Stated problem ▸
How many lines in the material below contain the string "hull"? Reply with the number alone.

Information shown ▸
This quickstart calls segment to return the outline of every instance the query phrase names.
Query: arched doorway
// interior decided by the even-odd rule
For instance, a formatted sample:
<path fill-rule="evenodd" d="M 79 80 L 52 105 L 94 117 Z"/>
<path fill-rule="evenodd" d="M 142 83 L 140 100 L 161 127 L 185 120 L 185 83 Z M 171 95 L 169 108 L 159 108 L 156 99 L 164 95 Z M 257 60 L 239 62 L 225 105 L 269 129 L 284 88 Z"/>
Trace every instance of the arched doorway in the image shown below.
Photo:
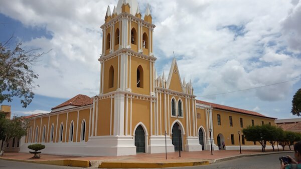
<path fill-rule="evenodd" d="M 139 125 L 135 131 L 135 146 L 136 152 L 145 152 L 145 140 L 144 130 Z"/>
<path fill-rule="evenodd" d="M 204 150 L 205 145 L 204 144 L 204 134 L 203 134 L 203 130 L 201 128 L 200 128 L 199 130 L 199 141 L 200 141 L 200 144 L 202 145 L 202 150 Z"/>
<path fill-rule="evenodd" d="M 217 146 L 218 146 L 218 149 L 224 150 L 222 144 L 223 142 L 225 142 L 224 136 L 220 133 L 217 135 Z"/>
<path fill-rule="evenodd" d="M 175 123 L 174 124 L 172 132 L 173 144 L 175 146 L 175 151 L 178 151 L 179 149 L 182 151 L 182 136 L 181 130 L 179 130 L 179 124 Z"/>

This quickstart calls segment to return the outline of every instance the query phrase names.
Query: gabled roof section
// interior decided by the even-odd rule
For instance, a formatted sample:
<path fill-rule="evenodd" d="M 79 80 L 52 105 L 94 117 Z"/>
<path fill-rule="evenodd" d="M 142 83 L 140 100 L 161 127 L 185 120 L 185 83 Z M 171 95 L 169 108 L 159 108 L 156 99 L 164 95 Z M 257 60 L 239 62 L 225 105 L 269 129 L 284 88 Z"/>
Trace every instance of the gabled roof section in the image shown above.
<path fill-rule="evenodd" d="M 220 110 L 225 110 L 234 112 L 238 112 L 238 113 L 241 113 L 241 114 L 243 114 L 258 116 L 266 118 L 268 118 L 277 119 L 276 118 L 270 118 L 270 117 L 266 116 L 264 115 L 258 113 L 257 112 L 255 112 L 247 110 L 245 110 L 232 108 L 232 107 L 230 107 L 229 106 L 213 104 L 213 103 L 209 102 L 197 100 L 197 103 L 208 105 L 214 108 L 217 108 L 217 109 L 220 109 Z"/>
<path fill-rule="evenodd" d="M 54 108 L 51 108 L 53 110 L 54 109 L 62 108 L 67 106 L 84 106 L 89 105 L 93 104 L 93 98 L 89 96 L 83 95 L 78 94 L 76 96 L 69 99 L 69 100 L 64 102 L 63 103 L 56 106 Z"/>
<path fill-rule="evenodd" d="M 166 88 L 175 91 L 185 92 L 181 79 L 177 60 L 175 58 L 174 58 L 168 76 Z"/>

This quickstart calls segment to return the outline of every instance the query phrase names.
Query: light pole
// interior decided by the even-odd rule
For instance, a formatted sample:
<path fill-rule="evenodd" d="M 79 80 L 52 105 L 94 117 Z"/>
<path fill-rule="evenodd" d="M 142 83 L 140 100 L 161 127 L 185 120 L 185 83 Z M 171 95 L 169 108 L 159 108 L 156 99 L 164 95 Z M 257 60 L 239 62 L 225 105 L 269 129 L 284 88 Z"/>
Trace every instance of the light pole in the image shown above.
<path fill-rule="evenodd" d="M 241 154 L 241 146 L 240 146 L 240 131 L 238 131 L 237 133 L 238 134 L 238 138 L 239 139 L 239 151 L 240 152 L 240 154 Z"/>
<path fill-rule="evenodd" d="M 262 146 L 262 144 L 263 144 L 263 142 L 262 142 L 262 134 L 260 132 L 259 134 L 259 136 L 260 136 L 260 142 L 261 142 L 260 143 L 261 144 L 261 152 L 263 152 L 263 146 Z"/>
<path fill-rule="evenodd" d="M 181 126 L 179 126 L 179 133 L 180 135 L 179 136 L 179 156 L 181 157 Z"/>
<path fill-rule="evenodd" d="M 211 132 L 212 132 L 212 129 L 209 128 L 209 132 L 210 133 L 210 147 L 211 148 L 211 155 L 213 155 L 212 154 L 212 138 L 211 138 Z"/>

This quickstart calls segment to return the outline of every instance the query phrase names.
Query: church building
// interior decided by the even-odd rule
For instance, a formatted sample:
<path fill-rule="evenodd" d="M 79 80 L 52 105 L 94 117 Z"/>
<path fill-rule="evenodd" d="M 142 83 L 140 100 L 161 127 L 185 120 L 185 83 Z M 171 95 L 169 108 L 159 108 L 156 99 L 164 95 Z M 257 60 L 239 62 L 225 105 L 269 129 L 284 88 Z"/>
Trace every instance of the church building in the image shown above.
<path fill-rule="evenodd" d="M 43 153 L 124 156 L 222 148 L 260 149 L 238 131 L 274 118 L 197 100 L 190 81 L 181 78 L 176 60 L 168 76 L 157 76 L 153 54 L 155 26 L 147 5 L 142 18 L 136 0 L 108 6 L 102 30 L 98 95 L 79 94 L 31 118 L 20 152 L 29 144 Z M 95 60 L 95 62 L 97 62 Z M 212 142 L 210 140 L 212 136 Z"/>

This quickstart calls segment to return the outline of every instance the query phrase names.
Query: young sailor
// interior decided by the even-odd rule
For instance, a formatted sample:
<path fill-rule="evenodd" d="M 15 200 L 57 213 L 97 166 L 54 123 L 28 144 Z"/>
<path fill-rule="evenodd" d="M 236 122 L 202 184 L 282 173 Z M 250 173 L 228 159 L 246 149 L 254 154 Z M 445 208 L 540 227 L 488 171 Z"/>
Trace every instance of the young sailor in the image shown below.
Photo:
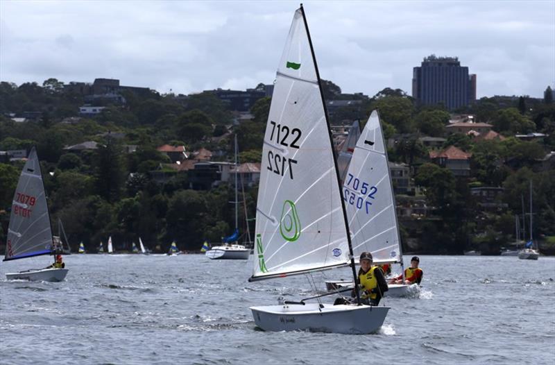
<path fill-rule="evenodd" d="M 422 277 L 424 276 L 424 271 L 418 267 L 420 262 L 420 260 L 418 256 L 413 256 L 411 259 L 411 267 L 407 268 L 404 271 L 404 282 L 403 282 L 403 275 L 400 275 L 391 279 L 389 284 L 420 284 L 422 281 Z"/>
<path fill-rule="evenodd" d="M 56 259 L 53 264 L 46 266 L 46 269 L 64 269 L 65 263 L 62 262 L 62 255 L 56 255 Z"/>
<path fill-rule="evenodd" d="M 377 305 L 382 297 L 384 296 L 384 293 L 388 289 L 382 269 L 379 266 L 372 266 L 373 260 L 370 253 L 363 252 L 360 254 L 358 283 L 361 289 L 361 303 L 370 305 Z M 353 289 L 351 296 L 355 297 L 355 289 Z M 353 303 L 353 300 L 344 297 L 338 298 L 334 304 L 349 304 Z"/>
==
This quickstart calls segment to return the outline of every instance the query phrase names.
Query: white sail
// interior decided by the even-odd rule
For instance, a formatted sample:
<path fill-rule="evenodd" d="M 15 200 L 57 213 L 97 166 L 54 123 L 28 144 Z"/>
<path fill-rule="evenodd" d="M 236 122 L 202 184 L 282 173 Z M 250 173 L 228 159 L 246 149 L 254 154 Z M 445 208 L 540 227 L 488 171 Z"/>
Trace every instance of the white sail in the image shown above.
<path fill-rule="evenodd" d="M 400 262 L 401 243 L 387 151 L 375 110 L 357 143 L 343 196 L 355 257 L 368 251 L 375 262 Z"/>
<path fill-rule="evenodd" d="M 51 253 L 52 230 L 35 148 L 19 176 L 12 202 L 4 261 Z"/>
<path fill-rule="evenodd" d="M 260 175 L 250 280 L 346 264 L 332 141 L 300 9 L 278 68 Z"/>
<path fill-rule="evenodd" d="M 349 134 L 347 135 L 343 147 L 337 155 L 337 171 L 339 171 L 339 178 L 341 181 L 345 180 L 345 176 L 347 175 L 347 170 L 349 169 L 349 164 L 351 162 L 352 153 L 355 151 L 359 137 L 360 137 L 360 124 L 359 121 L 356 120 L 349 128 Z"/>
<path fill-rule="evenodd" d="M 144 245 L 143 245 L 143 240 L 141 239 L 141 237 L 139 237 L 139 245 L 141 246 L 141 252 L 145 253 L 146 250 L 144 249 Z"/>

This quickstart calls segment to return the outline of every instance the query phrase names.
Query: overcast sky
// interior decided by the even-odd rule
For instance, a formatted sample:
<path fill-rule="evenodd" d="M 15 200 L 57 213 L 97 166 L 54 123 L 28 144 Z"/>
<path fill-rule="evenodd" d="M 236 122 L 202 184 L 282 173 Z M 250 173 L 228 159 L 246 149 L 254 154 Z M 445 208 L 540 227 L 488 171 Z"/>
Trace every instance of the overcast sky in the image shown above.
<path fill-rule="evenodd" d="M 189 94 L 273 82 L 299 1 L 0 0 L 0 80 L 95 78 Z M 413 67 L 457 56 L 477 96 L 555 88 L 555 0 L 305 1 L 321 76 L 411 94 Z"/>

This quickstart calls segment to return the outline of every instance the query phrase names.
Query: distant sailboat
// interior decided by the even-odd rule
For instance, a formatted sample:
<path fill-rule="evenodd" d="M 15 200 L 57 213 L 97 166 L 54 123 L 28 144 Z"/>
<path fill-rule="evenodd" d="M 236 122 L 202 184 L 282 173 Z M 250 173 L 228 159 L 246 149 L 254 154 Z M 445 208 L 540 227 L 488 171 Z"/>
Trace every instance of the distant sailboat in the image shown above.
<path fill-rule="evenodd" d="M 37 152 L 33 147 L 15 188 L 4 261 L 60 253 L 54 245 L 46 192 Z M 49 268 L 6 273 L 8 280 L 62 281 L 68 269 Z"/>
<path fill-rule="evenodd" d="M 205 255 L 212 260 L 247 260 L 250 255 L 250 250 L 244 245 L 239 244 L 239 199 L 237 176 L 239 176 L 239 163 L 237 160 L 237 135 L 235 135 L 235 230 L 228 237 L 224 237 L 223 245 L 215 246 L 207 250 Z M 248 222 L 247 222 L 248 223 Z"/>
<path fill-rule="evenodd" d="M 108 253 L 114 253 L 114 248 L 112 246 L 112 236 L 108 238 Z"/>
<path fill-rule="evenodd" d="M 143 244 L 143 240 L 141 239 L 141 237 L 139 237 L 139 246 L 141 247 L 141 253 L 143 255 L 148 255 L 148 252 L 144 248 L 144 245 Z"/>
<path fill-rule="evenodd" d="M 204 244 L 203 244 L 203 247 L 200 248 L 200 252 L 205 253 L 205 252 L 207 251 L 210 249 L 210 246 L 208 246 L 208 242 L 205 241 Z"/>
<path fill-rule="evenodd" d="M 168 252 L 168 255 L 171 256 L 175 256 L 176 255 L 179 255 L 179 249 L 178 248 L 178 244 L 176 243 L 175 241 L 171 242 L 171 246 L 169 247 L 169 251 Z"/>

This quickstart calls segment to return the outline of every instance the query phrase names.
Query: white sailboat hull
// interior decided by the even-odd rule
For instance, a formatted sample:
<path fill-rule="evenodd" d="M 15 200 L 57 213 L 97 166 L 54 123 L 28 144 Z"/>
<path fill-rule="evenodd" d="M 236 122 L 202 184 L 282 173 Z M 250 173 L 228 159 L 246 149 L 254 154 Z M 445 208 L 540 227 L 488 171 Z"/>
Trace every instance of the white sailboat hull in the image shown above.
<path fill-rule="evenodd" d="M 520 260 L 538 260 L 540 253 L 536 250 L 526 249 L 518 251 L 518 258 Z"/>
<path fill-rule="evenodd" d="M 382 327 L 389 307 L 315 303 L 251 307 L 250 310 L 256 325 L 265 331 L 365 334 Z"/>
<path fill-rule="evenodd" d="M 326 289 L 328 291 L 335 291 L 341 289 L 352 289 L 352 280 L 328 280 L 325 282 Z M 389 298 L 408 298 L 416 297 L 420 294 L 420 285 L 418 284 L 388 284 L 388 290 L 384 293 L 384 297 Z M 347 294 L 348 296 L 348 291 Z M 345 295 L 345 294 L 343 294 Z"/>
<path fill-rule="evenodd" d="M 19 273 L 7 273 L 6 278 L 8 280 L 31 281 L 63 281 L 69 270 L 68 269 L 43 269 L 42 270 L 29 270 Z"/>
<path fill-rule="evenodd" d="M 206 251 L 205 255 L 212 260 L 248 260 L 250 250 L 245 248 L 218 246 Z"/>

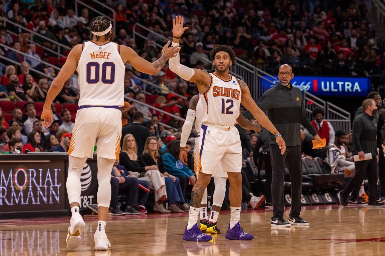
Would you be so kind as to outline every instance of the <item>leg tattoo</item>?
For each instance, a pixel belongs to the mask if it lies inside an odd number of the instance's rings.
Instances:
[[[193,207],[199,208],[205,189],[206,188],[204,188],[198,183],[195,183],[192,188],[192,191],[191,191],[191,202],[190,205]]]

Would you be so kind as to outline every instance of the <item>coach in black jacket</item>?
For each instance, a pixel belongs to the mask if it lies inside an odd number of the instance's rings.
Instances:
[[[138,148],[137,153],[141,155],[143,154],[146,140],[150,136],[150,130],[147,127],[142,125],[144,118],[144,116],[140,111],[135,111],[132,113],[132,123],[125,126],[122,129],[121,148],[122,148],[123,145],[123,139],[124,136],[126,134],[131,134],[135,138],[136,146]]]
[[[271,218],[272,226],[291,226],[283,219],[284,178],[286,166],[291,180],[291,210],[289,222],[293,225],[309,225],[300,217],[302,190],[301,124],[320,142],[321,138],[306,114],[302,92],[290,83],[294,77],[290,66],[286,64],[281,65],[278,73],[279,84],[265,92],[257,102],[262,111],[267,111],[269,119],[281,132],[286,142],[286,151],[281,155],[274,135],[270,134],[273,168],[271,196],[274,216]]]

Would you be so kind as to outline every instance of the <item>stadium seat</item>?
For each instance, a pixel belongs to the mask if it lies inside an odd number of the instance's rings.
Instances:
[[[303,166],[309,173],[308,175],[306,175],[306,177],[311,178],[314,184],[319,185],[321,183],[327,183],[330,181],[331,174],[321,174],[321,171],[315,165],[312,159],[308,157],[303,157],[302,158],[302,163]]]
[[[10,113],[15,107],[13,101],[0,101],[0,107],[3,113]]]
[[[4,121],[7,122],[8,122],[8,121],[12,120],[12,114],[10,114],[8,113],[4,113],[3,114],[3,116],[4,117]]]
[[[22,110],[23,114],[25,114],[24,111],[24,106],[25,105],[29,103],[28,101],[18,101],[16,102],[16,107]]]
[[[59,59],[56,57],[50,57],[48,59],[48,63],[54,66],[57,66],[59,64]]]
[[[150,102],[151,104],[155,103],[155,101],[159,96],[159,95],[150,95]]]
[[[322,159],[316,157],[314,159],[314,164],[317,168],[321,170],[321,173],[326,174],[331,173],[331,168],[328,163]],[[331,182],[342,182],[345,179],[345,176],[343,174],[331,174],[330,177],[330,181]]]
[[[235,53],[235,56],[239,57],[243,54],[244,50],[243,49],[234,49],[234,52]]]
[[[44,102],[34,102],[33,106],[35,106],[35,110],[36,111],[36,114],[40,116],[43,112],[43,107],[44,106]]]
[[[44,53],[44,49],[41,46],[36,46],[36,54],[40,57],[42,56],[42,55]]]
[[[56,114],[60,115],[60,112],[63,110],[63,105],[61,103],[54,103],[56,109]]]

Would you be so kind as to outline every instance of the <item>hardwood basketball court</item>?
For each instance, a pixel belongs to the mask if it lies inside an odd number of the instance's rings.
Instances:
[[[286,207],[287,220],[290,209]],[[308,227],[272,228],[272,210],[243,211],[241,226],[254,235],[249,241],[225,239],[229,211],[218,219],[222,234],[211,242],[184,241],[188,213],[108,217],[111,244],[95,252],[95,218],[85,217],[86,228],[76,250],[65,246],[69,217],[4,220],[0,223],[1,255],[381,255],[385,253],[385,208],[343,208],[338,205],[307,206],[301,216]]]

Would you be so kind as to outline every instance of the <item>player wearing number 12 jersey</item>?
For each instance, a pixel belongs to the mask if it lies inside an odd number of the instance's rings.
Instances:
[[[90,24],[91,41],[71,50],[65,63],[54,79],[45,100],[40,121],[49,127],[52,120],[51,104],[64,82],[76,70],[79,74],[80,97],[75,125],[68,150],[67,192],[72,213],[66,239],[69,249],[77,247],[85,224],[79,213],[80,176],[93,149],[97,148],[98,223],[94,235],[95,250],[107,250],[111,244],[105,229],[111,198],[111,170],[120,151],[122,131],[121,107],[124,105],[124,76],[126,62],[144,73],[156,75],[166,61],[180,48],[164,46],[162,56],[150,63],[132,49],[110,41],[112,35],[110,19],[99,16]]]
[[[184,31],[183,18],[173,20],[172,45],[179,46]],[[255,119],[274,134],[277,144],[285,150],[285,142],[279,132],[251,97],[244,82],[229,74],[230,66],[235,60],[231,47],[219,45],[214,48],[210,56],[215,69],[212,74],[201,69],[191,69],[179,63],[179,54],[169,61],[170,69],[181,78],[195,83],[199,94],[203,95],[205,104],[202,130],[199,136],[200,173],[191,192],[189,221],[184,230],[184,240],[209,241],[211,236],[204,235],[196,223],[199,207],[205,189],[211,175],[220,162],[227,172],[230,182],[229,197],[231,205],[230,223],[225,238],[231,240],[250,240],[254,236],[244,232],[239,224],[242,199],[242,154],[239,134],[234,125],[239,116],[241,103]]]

Task output ▸
2